[Saved entries]
....................

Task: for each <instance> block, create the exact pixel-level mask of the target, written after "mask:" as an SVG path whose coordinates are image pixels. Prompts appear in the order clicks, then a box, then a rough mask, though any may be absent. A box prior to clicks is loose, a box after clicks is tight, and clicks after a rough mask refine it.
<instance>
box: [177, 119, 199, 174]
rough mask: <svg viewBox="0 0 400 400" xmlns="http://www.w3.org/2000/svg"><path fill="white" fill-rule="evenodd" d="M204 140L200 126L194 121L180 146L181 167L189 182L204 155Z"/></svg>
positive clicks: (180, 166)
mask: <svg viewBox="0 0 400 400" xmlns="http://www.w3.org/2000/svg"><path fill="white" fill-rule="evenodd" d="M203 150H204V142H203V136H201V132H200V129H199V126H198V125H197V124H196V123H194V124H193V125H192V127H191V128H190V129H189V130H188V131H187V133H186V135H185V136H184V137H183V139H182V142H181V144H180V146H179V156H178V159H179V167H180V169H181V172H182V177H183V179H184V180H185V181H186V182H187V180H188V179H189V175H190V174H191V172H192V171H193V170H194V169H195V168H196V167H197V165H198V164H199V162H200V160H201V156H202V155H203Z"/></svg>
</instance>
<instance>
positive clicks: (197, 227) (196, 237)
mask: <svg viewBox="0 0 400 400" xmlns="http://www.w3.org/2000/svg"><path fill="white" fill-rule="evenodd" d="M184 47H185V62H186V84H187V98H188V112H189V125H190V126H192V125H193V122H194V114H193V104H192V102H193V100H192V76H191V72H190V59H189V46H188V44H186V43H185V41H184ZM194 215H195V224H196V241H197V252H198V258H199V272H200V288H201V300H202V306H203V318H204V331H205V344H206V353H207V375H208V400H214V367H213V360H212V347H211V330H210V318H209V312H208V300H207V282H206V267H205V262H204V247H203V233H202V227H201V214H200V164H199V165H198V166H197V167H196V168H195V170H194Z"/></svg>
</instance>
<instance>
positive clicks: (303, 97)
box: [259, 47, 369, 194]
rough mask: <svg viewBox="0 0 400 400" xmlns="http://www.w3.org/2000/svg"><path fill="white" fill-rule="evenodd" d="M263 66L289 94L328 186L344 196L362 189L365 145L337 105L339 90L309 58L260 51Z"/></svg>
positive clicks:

....................

YOUR TASK
Above are the entries; copy every line among them that contains the word "rough".

SOLUTION TO THE PROBLEM
Task: for each <instance> block, create the exact pixel-level mask of the target, written after "mask:" as an SVG path whose coordinates are image pixels. Prompts appear in the order clicks, then a box, then a rough mask, though any may be absent. A box prior to clicks is loose, a box after clicks is tight, and clicks after a rough mask refine it.
rough mask: <svg viewBox="0 0 400 400" xmlns="http://www.w3.org/2000/svg"><path fill="white" fill-rule="evenodd" d="M204 140L200 126L194 121L180 146L181 167L189 182L204 155Z"/></svg>
rough mask: <svg viewBox="0 0 400 400" xmlns="http://www.w3.org/2000/svg"><path fill="white" fill-rule="evenodd" d="M263 66L289 94L328 186L344 196L362 189L365 145L337 105L339 90L309 58L260 51Z"/></svg>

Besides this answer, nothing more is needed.